EXERCISE GOAL: Rewrite the listing from the line with "BBOX yellow ambulance helicopter" up to and including the line with "(583, 396), (608, 500)", changing "helicopter" to "aircraft" and leaving everything else as it is.

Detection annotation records
########################################

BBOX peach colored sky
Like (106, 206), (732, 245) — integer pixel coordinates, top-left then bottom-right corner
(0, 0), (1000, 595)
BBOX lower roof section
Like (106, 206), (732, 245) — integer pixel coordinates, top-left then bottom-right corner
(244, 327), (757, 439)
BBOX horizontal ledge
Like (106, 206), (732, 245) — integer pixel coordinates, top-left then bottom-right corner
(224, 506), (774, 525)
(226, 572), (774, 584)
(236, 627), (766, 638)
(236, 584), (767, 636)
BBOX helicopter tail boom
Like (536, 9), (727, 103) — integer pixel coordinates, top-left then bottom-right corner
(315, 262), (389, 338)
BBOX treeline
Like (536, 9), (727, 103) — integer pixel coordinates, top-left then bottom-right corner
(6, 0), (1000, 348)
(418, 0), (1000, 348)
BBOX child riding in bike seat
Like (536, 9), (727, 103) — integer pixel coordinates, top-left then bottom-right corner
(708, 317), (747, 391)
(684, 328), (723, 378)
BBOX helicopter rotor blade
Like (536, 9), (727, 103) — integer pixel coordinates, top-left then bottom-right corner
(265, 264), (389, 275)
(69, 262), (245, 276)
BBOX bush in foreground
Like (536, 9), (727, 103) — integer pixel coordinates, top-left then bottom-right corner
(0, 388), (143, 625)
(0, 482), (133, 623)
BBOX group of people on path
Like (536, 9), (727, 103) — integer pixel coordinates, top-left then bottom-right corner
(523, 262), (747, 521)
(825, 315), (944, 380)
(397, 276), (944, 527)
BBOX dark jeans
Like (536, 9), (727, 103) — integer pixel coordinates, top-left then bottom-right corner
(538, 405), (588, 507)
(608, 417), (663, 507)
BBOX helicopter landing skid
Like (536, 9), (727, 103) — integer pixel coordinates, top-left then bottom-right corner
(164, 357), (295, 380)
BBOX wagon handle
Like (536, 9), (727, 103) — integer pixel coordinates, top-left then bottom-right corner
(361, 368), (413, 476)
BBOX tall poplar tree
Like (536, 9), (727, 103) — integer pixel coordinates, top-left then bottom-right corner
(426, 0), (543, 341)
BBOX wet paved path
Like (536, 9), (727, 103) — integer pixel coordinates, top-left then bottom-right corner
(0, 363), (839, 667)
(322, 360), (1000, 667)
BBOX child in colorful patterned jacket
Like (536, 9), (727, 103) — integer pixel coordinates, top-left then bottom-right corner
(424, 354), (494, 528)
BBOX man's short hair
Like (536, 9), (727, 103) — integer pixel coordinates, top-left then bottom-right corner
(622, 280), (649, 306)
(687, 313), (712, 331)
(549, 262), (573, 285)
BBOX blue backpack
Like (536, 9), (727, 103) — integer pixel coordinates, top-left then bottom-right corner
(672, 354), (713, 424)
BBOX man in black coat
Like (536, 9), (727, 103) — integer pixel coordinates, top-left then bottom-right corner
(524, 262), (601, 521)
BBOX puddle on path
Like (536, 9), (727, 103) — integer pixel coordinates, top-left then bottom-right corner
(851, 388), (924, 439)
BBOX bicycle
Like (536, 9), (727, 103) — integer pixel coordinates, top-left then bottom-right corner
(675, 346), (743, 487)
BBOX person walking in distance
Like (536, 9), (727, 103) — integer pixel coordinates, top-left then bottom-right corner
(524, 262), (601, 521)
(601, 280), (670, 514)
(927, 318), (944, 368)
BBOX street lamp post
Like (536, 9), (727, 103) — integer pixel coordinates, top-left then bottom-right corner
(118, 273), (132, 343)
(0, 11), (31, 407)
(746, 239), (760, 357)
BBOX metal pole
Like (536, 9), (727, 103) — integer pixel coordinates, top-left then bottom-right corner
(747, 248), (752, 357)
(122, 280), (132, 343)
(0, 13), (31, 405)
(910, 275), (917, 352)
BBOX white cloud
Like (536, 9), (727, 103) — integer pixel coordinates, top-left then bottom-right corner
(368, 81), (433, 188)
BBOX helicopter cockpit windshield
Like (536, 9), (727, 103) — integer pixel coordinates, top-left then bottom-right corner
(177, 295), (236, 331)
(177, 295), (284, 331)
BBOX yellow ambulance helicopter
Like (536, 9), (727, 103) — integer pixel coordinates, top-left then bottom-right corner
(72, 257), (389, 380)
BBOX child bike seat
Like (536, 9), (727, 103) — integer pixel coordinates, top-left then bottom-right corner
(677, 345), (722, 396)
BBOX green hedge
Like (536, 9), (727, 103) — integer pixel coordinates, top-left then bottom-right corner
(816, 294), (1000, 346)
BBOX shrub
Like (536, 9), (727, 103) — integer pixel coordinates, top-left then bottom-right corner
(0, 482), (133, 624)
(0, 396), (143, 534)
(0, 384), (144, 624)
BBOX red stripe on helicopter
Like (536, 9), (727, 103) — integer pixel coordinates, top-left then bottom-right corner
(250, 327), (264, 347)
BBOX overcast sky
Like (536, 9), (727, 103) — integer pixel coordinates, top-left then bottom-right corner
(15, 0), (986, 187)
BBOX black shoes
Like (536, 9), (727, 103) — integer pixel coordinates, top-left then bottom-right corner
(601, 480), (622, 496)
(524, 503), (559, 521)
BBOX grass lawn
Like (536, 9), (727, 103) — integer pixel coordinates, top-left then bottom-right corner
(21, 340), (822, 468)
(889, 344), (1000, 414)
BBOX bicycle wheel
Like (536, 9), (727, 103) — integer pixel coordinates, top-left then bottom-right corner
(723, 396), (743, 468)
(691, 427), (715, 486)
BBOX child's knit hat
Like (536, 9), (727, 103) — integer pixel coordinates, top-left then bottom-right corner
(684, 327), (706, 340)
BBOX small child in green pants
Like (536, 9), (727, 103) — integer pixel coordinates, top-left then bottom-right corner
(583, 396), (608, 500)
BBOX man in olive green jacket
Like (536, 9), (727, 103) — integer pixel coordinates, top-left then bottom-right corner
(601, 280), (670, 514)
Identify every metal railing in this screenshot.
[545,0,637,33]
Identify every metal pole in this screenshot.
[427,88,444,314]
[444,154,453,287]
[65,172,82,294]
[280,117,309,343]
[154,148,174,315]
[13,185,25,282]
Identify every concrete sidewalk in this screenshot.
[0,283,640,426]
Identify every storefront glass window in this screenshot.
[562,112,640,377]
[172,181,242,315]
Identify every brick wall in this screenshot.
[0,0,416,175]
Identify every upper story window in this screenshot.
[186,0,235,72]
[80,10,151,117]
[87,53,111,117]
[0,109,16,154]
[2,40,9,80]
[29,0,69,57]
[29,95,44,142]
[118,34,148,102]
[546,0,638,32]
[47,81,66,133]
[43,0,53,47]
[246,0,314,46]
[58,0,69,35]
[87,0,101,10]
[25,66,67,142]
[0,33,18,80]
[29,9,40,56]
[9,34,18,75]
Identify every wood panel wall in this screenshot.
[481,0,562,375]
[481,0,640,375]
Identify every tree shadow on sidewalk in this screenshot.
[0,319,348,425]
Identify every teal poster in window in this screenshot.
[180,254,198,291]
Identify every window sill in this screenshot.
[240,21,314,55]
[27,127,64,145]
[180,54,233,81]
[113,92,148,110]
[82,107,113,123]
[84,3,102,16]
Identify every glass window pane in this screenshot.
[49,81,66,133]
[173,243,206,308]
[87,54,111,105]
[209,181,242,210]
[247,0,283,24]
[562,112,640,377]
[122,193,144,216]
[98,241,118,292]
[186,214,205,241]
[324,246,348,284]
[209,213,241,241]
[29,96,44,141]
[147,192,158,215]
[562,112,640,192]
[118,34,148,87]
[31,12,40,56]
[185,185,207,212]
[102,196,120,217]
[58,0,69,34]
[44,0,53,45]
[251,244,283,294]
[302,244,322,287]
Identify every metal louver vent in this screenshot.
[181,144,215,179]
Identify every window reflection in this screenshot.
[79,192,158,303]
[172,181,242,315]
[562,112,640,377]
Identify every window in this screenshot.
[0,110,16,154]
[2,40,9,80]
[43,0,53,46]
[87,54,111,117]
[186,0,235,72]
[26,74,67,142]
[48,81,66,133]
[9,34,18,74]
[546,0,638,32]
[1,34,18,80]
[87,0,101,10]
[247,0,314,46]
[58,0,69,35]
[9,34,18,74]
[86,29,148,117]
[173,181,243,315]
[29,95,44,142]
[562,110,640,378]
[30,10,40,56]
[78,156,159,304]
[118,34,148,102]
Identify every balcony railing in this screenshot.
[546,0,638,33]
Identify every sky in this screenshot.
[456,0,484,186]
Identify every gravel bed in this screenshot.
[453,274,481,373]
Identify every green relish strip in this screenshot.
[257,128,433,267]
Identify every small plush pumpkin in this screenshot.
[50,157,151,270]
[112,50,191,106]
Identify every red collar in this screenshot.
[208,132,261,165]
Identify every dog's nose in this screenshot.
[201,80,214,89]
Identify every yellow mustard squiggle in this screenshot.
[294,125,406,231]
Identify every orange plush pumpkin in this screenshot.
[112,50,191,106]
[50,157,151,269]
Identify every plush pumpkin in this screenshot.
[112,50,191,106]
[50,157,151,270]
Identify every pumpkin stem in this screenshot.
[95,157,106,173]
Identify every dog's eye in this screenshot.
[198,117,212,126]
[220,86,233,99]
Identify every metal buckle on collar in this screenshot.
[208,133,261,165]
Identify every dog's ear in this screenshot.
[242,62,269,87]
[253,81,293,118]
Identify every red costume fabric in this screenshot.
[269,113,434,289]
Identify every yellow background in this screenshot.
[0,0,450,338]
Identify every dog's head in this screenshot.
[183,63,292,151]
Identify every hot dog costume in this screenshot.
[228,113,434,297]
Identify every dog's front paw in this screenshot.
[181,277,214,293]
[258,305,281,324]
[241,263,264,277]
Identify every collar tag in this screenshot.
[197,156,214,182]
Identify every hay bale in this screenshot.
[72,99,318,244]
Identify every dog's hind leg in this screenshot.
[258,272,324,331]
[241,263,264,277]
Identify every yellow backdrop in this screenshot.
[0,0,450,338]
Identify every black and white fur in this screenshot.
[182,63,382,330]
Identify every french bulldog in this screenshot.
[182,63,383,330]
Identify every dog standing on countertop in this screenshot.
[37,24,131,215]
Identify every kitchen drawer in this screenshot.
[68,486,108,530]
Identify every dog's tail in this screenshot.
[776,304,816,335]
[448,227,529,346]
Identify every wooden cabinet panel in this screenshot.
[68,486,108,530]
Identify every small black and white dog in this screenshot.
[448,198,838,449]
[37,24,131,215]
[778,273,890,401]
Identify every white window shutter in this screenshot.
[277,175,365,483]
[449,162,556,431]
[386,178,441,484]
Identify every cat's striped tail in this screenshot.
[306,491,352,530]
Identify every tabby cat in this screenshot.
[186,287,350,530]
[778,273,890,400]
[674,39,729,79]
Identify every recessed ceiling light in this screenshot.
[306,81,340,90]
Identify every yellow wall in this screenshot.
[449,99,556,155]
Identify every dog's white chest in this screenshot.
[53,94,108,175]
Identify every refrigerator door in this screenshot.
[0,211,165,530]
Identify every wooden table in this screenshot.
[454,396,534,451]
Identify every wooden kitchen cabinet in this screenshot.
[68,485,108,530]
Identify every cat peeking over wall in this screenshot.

########################################

OUTPUT FOR THIS TASK:
BBOX yellow ambulance aircraft
Like (536, 9), (727, 103) — integer pixel coordinates, top-left then bottom-right corner
(72, 257), (389, 380)
BBOX child bike seat
Like (536, 9), (727, 103) — integer pixel coordinates, top-left then bottom-right corner
(677, 345), (722, 396)
BBOX green hedge
Like (536, 9), (727, 103) — integer pixel coordinates, top-left then bottom-right corner
(816, 294), (1000, 346)
BBOX shrub
Like (536, 9), (727, 103) — integer pixel coordinates, top-left then bottom-right corner
(0, 482), (133, 624)
(0, 396), (143, 534)
(0, 384), (144, 624)
BBOX red stripe on aircraft
Like (536, 9), (727, 103) — integer pixel coordinates, top-left then bottom-right corner
(250, 327), (264, 347)
BBOX overcast sky
Like (536, 9), (727, 103) — integer pixel coordinates, top-left then bottom-right corner
(15, 0), (986, 187)
BBOX black shoes
Like (536, 9), (727, 103) — integer pixel coordinates, top-left then bottom-right corner
(601, 480), (622, 496)
(524, 503), (559, 521)
BBOX grass lawn
Like (536, 9), (727, 103) — integer pixel coordinates, top-left then bottom-right corner
(21, 340), (822, 468)
(889, 344), (1000, 414)
BBOX bicycle wheel
Like (536, 9), (727, 103) — integer pixel coordinates, top-left then bottom-right corner
(723, 396), (743, 468)
(691, 427), (715, 486)
BBOX child's knit hat
Like (536, 9), (727, 103) — integer pixel coordinates, top-left then bottom-right corner
(684, 327), (706, 340)
BBOX small child in green pants
Like (536, 9), (727, 103) — integer pixel coordinates, top-left then bottom-right corner
(583, 396), (608, 500)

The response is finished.